══ ENTRIES PROVIDED ══
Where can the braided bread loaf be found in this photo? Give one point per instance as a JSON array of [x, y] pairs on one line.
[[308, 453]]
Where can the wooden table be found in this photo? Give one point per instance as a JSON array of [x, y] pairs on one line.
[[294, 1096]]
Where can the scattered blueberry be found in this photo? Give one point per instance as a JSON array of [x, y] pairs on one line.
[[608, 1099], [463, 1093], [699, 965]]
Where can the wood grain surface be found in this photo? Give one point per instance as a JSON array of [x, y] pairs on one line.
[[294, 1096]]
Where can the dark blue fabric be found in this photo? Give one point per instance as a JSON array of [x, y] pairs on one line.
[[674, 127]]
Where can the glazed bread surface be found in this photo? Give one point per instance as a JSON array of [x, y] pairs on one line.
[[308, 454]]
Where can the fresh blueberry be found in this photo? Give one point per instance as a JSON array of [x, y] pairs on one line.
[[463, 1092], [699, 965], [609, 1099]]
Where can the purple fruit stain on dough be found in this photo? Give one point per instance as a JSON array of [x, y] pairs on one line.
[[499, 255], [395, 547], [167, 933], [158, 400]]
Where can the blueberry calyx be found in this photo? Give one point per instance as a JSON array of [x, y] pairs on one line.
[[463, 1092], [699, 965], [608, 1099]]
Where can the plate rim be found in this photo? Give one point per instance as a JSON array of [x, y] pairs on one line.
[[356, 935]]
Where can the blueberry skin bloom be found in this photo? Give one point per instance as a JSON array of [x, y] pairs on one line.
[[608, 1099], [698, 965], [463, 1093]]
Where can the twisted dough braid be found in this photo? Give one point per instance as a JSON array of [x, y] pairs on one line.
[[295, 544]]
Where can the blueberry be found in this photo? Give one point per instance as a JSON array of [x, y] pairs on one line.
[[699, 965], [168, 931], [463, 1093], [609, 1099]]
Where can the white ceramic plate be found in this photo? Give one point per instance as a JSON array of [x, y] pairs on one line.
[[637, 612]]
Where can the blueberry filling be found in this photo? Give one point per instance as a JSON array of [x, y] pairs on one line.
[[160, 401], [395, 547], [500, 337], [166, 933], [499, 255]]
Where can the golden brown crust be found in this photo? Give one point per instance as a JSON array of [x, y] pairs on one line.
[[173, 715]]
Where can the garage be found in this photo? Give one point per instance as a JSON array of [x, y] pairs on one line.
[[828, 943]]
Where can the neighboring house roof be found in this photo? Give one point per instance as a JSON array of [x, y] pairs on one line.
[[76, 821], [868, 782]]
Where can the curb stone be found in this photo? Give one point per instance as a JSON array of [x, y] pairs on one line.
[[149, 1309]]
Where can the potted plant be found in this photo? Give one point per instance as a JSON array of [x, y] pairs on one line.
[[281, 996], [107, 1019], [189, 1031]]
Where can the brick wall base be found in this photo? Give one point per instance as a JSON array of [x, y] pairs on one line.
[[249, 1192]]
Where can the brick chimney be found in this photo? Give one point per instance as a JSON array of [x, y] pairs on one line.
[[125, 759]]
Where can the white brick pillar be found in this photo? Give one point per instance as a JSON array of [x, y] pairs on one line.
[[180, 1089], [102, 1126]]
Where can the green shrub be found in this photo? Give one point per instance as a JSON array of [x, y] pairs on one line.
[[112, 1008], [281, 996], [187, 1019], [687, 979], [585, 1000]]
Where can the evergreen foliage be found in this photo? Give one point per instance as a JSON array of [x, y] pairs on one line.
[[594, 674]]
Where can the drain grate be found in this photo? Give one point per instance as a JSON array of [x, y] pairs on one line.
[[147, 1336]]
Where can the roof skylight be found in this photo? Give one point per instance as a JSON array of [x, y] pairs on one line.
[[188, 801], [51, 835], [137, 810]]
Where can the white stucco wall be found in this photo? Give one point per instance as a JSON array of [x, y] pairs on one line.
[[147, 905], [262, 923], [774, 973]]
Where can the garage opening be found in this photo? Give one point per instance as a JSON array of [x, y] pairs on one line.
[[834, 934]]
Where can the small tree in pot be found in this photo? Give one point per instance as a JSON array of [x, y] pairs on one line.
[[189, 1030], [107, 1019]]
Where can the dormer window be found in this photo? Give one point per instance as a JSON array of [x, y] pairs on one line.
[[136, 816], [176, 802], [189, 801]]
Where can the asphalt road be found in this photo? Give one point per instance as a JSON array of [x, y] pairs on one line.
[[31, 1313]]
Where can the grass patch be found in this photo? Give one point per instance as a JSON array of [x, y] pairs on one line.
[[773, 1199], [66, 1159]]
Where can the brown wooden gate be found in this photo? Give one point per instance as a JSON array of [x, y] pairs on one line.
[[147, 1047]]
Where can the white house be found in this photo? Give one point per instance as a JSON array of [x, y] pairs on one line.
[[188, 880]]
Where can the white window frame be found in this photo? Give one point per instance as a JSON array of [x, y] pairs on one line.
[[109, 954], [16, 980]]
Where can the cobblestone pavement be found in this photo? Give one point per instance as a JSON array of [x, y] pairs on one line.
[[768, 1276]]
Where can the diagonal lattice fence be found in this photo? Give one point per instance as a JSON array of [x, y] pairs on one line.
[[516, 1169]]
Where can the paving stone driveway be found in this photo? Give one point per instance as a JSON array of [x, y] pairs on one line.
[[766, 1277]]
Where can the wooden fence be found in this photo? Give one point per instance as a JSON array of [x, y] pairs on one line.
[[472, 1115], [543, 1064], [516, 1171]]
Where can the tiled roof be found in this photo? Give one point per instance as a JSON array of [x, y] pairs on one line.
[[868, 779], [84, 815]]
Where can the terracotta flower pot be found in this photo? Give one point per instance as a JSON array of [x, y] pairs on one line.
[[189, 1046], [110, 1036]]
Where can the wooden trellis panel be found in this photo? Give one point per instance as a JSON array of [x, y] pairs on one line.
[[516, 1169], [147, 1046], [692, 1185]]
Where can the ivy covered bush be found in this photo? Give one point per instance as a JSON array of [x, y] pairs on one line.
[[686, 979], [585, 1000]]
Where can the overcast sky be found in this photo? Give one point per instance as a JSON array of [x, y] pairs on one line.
═══
**WORK REQUEST**
Copy the records exactly.

**EXERCISE RESPONSE**
Where can the braided bread loaf be found in this photo? Give one point per instance as a JSON array of [x, y] pairs on one line.
[[308, 453]]
Where can the wooden table be found in this photo? Give one point per instance as a JSON array of [x, y] pairs on one line.
[[294, 1096]]
Where can the scattered blueberry be found in this photo? Give one point per instance as a JSON array of [x, y] pairs on one line.
[[608, 1099], [463, 1093], [699, 965]]
Where can the wood grain surface be found in this photo? Give one point per instance as a JSON array of [x, y] pairs on one line.
[[294, 1096]]
Where can the dark blue fabric be found in this photo? Give one point per instance as a JSON array of [x, y] pairs on one line.
[[674, 127]]
Where can the glazed bread surface be found in this photo? Give one point per instance as a JSON array of [x, y] pairs on one line.
[[308, 454]]
Where can the fresh blueberry be found in this photo? Give one point per instance as a JSON array of [x, y] pairs on one line.
[[463, 1092], [699, 965], [609, 1099]]
Where can the purple fruit stain on dough be found in this photo? Give one point per instance as a JSON array of [x, y] pairs on one line.
[[499, 255], [395, 547], [167, 933], [158, 400]]
Where can the blueberry calyx be found in this photo? Give one point per instance as a JSON array of [x, y] pairs on one line.
[[463, 1092], [699, 965], [608, 1099]]
Where can the plate rim be found in this photo? Give one point per instance as a JSON array of [x, y] pairs on one line.
[[356, 935]]
Where can the blueberry skin bloom be found in this photo? Give one point per instance as a JSON array of [x, y] pairs on one line.
[[608, 1099], [698, 965], [463, 1093]]
Where can the twisted dough braid be found in this photo? Give one point per instance as a JSON array of [x, y] pairs on one line.
[[295, 544]]
Where can the blueberry be found in this photo? Give one point per instance as a JSON array of [x, y] pairs on one line.
[[699, 965], [168, 931], [463, 1093], [609, 1099]]
Where can the white ceramic plate be found in this photo? Give one point per instance as a JSON array of [x, y] pairs on one line.
[[637, 612]]
Where can the blueberry filling be found in this photo? Give one point per instance as a JSON array of [x, y] pairs on one line.
[[160, 401], [395, 547], [500, 337], [166, 933], [499, 255]]
Where can the golden brown crust be found in this photo? Give one point per instance as a JSON array of [x, y] pairs on one line.
[[173, 715]]
Where can the garage be found in this photo? Give one point per instance as a JSON array of [x, y] pairs on one line.
[[828, 943]]
Where can the neighboring house roof be found in this photo? Give one point per instance as a JSON array of [x, y] pairs on one line.
[[76, 821], [868, 782]]
Where can the curb stone be found in this photo? Give one point per instance as a JSON array of [x, y] pairs on one line.
[[149, 1309]]
Where can the potted plant be found in this photo? Give one point per instance as a JSON array of [x, y] pairs on one line.
[[281, 996], [107, 1019], [189, 1031]]
Where can the brick wall base be found in this photo? Give one point per instance as a JSON array of [x, y] pairs on one line.
[[249, 1192]]
Where can the brick chimney be found in this photo? Give one point per instance as a JSON array of [x, y] pairs on one line.
[[125, 759]]
Where can the white brick pillar be found in this photo? Give one point per instance as a JSON array of [x, y] pairs on one line.
[[180, 1089], [102, 1126]]
Where can the green shrub be found in this photo? Give one point per instance as a JSON array of [x, y] pairs on one line.
[[112, 1008], [281, 996], [187, 1019], [687, 979], [585, 1000]]
Where can the evergreen foliage be found in this photo? Give one point per instance as a JSON array of [x, y] pairs on one line.
[[594, 674]]
Where can the drain grate be found in this photo? Give one point per instance as a JSON array of [x, y] pairs on one line.
[[147, 1336]]
Where can the roof skylight be found in this photo? Give one point per instance as a JSON array of [x, y] pairs on one line.
[[188, 801], [51, 835], [137, 810]]
Where can the white stucco wall be found in this photo? Give one point per instance as a JSON array of [x, y] pairs on one line.
[[147, 905], [262, 923], [774, 973]]
Where can the garage opening be found in this photo? Give one point per instance as a JSON array of [x, y] pairs on one line.
[[834, 934]]
Where can the small tree in pot be found in this photo? Give one point per instance as a JSON array of [x, y] pairs on one line.
[[189, 1030], [107, 1019]]
Where can the dormer window be found in this photo? Give one point per instance as a JSON array of [x, y] pairs on one line.
[[136, 816], [176, 802], [189, 801]]
Where can the asphalt road be found in this photo? Give one point per instance as a JSON array of [x, y] pairs on one line.
[[31, 1313]]
Where can the grass patch be found in this photo? Give one point per instance as a JSON array of [x, y] pairs on one line.
[[773, 1199], [66, 1159]]
Where can the brown wooden gate be found in this photo? Give one point per instance as a JSON array of [x, y] pairs on one line.
[[147, 1047]]
Where can the white house be found in this photo? Give one point per instance as a JSON array of [x, y] pairs on one line.
[[188, 880]]
Where can the white window frame be found in this photo? Give one point per instance as a JSON array of [x, y] pairs on one line.
[[109, 954], [16, 980]]
Where can the cobblestone pavement be found in this photo? Give one point per instance as a JSON array of [x, y] pairs on one line.
[[768, 1276]]
Where can the diagonal lattice fence be found in this photo? Give one point per instance as a JSON array of [x, y] pairs on one line.
[[516, 1169]]
Where can the paving stone driveway be found in this photo? Give one point per instance as a JSON array of [x, y] pairs on one line.
[[766, 1277]]
Where can the wooden fence be found in this photo? Give one point per instance as a JSON array of [x, y] pairs on one line.
[[472, 1115], [543, 1064], [516, 1171]]
Where can the tiled roof be found in this photo? Give one point per instance as a JSON array of [x, y] pairs on one line.
[[868, 779], [84, 815]]
Where can the terracotta flower pot be found in this photo? Give one point per instance as a JSON array of [x, y] pairs on one line.
[[189, 1046], [110, 1036]]
Where can the wooden trellis panel be found in this photo? Give one point per instance as a JSON array of [x, y] pairs on one line.
[[516, 1169], [147, 1046], [692, 1185]]
Where can the ivy covered bush be found in this photo? Give one point per instance as a JSON array of [x, y] pairs on one line.
[[686, 979], [585, 1000]]
Where can the overcast sky be found in this photo? Give one point per instance as a JSON array of [x, y] pairs on one line.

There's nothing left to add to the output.